• Text to read
---
Problem
In a homelab cluster (v0.19.0, meta+tunnel mode, one external-jacaudi-dev Gateway with three attached HTTPRoutes), the httproute-source controller's workqueue p95 dwell sits at ~1 s under default settings:
controller_runtime_reconcile_total{controller="httproute-source",result="success"} 245
controller_runtime_reconcile_total{controller="httproute-source",result="requeue_after"} 0
controller_runtime_reconcile_time_seconds_bucket{controller="httproute-source",le="0.005"} ≈ p95
workqueue_queue_duration_seconds_bucket{controller="httproute-source",le="1.0"} ≈ p95
- 245 reconciles in ~11 h, all event-driven (zero
requeue_after) — the watch path is hot
- Each reconcile completes in ~5 ms (p95) — work itself is fast
- But workqueue dwell is ~1 s p95 — events sit in the queue waiting for the single reconcile worker
Concrete impact: applying a new HTTPRoute via Flux took ~1m40s from HTTPRoute creation to cloudflared connector receiving Updated to new configuration. The operator-side share of that gap (reconciles + CF API push) is ~1.6 s; the remaining 98 s is Cloudflare control-plane → connector propagation, which is out of our hands. But the 1 s dwell on httproute-source is the operator-side component we can tighten — and it matters more when several HTTPRoutes change in the same window (e.g. a multi-app Flux apply).
Root cause: each source controller in internal/controller/tunnel/setup.go is built with ctrl.NewControllerManagedBy(mgr).Named(...).For(...).Complete(...) — no .WithOptions(controllerpkg.Options{MaxConcurrentReconciles: N}), so controller-runtime defaults to 1 concurrent reconcile per controller. Concurrent HTTPRoute events serialize.
---
• Set exercise 1
Using the issue report above, decide for each statement whether it agrees with the text, answering yes or no and quoting the words of the text that settle it: (a) each reconcile completes in about 5 ms at p95; (b) some of the 245 reconciles came from requeue_after; (c) the source controllers explicitly set MaxConcurrentReconciles.
• Set exercise 2
Reproduce word for word the passage of the issue report above, starting at "Root cause: each" and ending at "HTTPRoute events serialize.".

• Recorded data
---
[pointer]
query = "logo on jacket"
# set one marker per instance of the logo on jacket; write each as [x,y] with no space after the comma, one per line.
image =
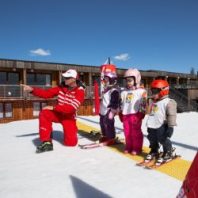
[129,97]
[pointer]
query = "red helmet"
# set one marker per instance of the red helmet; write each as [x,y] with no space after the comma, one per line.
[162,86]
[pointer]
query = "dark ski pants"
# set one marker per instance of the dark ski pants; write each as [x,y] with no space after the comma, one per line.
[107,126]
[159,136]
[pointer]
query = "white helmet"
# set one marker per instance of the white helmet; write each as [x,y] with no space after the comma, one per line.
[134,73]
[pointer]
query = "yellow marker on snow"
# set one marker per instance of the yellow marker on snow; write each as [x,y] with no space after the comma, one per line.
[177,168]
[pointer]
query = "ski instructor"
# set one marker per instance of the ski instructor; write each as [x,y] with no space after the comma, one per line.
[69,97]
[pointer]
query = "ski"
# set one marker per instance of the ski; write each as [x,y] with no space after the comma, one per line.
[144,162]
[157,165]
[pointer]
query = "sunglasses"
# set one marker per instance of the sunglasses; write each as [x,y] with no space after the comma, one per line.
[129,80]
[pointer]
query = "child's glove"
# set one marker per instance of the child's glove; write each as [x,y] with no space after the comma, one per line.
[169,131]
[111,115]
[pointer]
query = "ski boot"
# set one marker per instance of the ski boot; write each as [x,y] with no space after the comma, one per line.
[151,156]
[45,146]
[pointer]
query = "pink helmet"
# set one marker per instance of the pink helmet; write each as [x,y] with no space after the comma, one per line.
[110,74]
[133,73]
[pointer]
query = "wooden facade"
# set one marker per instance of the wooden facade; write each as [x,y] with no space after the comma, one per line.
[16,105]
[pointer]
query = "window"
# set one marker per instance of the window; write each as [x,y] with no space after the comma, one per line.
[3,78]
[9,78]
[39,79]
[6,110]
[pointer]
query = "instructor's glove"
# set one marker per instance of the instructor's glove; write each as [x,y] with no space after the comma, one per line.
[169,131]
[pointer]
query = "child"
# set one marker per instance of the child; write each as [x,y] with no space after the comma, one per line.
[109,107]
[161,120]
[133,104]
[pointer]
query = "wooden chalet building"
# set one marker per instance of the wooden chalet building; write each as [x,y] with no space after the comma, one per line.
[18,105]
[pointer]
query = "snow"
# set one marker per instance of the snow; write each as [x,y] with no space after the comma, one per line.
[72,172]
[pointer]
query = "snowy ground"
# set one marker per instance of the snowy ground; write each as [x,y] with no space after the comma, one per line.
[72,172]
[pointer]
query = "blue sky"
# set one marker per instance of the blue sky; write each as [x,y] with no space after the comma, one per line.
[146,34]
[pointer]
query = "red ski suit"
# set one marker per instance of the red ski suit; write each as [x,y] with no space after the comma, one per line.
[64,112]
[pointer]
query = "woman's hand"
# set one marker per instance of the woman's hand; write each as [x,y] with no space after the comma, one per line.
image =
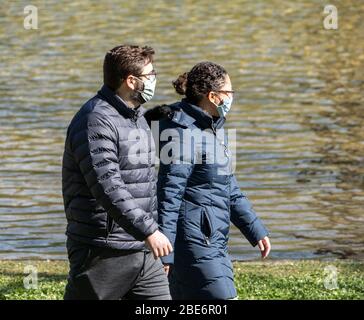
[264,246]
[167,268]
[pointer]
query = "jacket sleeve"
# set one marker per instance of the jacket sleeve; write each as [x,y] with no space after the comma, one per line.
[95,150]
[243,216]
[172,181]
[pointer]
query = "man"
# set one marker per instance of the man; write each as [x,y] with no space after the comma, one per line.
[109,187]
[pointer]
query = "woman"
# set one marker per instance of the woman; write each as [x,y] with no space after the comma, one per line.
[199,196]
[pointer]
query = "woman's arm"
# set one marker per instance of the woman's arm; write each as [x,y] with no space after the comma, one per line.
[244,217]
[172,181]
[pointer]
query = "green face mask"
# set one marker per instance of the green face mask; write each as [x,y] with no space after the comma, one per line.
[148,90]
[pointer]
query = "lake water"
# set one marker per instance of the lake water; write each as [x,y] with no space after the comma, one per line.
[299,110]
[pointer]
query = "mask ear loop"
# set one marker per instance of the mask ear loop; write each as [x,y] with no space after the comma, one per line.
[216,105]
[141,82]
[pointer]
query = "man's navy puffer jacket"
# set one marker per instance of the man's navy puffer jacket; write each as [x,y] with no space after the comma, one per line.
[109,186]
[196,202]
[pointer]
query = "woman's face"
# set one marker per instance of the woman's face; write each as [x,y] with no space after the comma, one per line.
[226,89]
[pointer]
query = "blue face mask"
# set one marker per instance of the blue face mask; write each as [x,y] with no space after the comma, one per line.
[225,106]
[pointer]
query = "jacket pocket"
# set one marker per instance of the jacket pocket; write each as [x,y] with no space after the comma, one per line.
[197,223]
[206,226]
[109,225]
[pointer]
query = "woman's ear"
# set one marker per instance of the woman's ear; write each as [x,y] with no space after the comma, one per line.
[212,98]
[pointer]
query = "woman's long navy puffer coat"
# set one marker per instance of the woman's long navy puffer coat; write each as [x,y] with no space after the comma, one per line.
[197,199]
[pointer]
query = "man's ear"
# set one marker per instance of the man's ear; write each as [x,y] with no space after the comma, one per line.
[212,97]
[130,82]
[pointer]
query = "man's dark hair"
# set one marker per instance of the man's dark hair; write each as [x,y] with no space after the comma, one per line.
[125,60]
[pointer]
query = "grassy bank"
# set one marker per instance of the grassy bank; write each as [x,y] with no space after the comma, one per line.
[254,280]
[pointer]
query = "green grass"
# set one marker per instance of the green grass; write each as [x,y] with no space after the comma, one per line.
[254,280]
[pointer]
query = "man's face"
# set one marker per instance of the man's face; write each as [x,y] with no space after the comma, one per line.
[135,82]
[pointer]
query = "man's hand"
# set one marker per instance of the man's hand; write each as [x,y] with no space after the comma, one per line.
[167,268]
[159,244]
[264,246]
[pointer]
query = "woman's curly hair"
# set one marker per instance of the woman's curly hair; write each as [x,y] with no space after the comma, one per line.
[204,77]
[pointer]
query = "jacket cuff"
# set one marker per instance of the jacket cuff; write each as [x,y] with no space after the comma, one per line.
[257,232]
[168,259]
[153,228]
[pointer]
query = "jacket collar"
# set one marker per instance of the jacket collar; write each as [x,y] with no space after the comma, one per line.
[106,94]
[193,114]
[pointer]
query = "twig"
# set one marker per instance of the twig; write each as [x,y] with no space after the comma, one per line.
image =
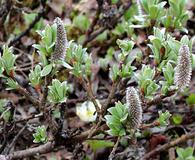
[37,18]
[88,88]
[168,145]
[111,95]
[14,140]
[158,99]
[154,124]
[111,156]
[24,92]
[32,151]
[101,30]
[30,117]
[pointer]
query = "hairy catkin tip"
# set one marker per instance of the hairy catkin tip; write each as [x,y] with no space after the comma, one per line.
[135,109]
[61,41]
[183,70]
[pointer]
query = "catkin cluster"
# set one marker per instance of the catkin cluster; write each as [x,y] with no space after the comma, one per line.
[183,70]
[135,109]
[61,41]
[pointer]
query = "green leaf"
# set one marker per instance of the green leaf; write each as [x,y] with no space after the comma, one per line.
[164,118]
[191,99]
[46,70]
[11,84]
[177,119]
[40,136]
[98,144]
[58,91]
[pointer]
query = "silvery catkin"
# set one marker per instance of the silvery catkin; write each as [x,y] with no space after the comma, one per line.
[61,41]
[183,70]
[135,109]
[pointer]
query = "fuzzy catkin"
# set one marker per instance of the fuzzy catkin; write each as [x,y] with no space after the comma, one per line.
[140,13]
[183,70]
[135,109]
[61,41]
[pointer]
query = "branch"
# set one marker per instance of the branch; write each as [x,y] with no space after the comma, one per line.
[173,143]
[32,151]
---
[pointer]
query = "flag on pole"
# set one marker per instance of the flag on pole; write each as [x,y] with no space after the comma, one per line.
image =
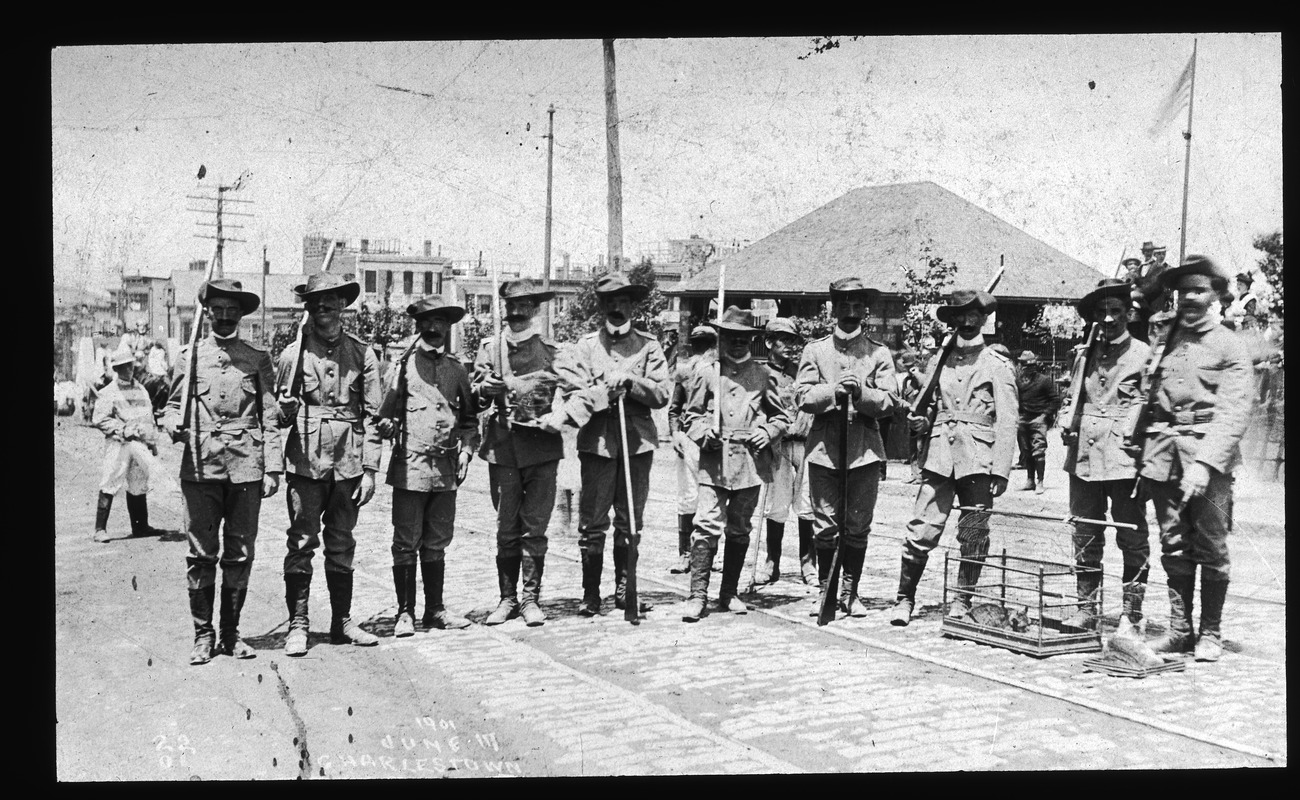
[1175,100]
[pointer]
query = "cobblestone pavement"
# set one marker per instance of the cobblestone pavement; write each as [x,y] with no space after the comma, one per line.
---
• Complete response 1
(a) Yes: "Each reconcile completes in ~5 ms (p95)"
(b) No: "245 reconciles in ~11 h, all event-driven"
(c) No: "no .WithOptions(controllerpkg.Options{MaxConcurrentReconciles: N}), so controller-runtime defaults to 1 concurrent reconcile per controller"

• Complete response 2
Root cause: each source controller in internal/controller/tunnel/setup.go is built with ctrl.NewControllerManagedBy(mgr).Named(...).For(...).Complete(...) — no .WithOptions(controllerpkg.Options{MaxConcurrentReconciles: N}), so controller-runtime defaults to 1 concurrent reconcile per controller. Concurrent HTTPRoute events serialize.